> Selection:

========================================================================

EINSTEIN, ALBERT (1879–1955), was the originator of the theory of relativity and widely regarded as the greatest scientist of modern times. He was born at Ulm, Germany, of particularly loving parents who were said by friends to be "always on a honeymoon." Although Jewish by descent, the family was freethinking and cared little for religious tradition. Einstein was slow in learning to speak and was far from fluent even at age nine; his parents actually feared that he might be subnormal. Furthermore, the boy intensely disliked school and did well only in mathematics and science. He learned to play the violin in childhood and maintained a lifelong interest in music; at one point he seriously considered becoming a professional violinist.

In 1895, Einstein's plan to enroll at the Swiss Federal Polytechnic School in Zurich was frustrated when he failed the entrance examination. He managed, however, to pass the exam the following year and was graduated from the school in 1900. But formal study was so disagreeable to him that he did practically nothing for a year after graduation. He stayed in Zurich and supported himself by teaching part time, for he was unable to secure a regular academic post. In 1901 he became a Swiss citizen and also published his first scientific paper. The next year, he secured a probationary position at the Swiss patent office in Bern. There, he developed several important friendships that lasted throughout his life. Also during this period, he married a fellow student from his Zurich days.

The year 1905 was Einstein's annus mirabilis; while still working at the patent office, he published five papers in the Annalen der Physik that proved to be revolutionary. Three of the papers—among the greatest in the history of science—were, in the words of J. Robert Oppenheimer, "paralyzingly beautiful." One of them outlined Einstein's special theory of relativity, on the basis of which he derived later in the same year the well-known formula E = mc2, expressing the precise quantitative relationship between a particle's energy and mass. Another of these publications was an important paper on Brownian motion, and yet another dealt with the photoelectric effect. In this work, Einstein introduced a fundamental concept of quantum physics—namely, that of quanta of light energy, which were later called photons. It was actually for his work on the photoelectric effect—not for the relativity theory—that he received the Nobel Prize for physics in 1922.

========================================================================

> Data extract:
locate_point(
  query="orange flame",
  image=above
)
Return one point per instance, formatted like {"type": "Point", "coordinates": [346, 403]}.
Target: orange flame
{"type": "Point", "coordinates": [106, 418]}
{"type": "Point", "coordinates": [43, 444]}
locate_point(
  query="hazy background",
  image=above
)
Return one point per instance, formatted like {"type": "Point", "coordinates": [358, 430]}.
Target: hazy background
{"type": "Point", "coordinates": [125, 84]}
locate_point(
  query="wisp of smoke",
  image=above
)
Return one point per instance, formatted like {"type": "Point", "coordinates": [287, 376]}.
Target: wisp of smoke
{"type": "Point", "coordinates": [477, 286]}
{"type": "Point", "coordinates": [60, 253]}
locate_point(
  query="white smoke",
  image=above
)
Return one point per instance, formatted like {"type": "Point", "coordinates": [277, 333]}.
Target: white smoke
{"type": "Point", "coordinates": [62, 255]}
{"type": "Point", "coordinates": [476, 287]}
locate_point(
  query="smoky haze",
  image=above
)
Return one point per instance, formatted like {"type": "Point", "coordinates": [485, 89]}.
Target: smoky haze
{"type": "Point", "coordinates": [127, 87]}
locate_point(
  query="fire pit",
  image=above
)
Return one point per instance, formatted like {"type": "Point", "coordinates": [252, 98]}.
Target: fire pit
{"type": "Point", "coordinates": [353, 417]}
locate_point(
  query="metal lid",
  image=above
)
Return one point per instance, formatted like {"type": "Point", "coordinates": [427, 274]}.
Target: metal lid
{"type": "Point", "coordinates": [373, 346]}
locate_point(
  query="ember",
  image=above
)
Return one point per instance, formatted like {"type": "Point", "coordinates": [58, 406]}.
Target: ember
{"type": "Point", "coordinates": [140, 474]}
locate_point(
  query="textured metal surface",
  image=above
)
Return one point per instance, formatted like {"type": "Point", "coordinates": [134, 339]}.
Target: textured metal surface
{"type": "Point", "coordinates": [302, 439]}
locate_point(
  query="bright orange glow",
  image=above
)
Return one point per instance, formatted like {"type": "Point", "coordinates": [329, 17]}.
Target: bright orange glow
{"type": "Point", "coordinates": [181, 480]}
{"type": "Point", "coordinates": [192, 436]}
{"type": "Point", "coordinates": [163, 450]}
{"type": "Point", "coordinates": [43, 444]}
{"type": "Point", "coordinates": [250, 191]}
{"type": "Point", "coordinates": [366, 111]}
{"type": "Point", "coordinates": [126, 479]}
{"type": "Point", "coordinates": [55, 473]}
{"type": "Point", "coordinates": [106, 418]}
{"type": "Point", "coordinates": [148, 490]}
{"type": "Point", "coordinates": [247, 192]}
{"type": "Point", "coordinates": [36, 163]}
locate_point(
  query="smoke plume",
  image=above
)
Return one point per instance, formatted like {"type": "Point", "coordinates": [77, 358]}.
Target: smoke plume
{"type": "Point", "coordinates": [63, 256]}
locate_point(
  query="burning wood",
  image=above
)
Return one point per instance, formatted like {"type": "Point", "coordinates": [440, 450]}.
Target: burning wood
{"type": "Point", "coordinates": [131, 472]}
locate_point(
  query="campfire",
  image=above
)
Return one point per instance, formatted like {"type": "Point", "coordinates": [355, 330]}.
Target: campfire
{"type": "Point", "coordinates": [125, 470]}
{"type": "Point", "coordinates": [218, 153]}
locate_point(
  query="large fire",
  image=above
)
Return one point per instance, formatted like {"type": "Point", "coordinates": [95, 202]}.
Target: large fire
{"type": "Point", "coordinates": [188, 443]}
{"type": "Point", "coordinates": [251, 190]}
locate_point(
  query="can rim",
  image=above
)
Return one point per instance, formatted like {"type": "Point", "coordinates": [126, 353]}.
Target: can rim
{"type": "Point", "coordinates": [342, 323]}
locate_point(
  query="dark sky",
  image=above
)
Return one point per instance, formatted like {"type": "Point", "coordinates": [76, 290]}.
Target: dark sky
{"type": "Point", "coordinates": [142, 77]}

========================================================================

> Work required: According to the Einstein biography, for which work did he receive the 1922 Nobel Prize for physics?

> Reply to the exercise: His work on the photoelectric effect.